- Geëxtraheerde tekst:

Op 28 januari 2021 constateert Pré Wonen bij een huisbezoek dat [gedaagde] zonder toestemming verder is gegaan met het uitvoeren van de verbouwing aan het gehuurde.
2.8.
De volgende werkzaamheden zijn uitgevoerd in en rondom het gehuurde:
nieuwe schutting;
nieuwe meterkast;
een stroomkabel in de tuin;
openbreken keukenmuur (de muur tussen de woonkamer en de keuken is verwijderd);
en wasmachine-aansluiting in de oude badkamer;
nieuwe badkamer ten koste van een slaapkamer;
aanleg tweede toilet;
aanbrengen vaste trap naar zolder;
aanleg serre;
verwijderen muur tussen oprit en tuin;
plaatsen rolluiken;
plaatsen (andere) keuken;
vervanging van zeven verwarmingen.
2.9.
Op 1 februari 2021 schrijft Pré Wonen aan [gedaagde] , onder meer, als volgt:
“(…) Op 28 januari 2021 hebben wij geconstateerd dat u, ondanks een eerdere brief hierover, toch bent gestart met het uitvoeren van aanpassingen aan uw woning. Zoals u al eerder mondeling en in de brief van 11 november is vertelt dient u vooraf toestemming aan te vragen voor het veranderen van uw woning.

- Datasetfragment:

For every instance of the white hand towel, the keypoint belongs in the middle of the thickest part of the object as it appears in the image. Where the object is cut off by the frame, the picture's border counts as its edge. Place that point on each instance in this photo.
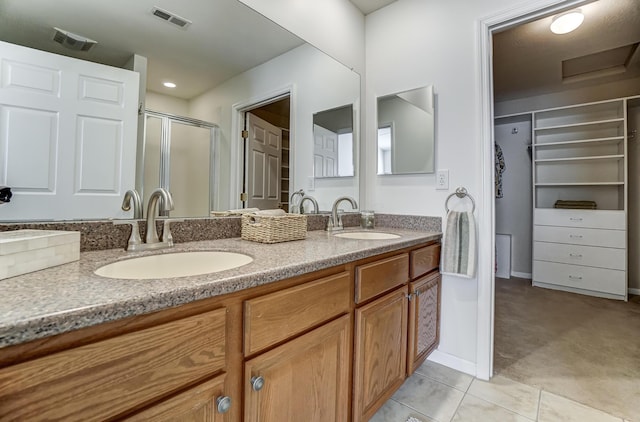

- Opdrachtdoel:
Hoeveel verwarmingen werden volgens de tekst over de verbouwing van het gehuurde vervangen?

- Antwoord:
Zeven.